Segment Start: Exercise text
Since the vote to repeal The Patient Protection and Affordable Care Act – what is derisively called “Obamacare” – was lost in a U.S. Senate vote on January 12, adversaries of the legislation are aiming their cannons at specific parts of the law.
It is important to note that Obamacare as a whole will likely face another attack in the form of a repeal bill after the 2012 elections, when Republicans have a chance to take over the Senate. Twenty-three Democratic senators are up for re-election, while only 10 Republicans face the possible loss of their incumbency. With the current Senate count at 51 Democrats and 47 Republicans, Republicans only need four seats to gain the majority; meaning, Obamacare is in political jeopardy for most of the near term.
Until a possible Senate takeover is secure, Obamacare’s opposition is attacking “The Act” in the legal system. The most disputed aspect of the law being, the individual mandate: the clause that requires most American citizens to purchase minimum-coverage health insurance. If not, they have to pay a penalty: 2.5 percent of their income or a fixed fee of $695.
Five district court decisions have been handed down in regards to the constitutionality of the disputed mandate. Three judges upheld it; two denounced it.
Recently the Brookings Institution, a Washington, DC based think tank, held a debate Wednesday that featured four lawyers – what the moderator called the “A-team” surrounding this issue – voicing their opinions on the constitutionality of the individual mandate.
Segment End: Exercise text
Segment Start: Material shown
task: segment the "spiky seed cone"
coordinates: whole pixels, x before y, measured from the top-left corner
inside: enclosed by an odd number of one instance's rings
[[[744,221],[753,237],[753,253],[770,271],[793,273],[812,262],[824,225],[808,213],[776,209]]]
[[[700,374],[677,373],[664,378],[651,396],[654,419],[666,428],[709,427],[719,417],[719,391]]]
Segment End: Material shown
Task details:
Answer from the Affordable Care Act article above the records:
1. How many Democratic senators are up for re-election?
2. What penalty does the individual mandate set for those who do not buy minimum-coverage health insurance?
3. Of the five district court decisions on the mandate, how many upheld it?

Finished task:
1. Twenty-three.
2. 2.5 percent of their income or a fixed fee of $695.
3. Three.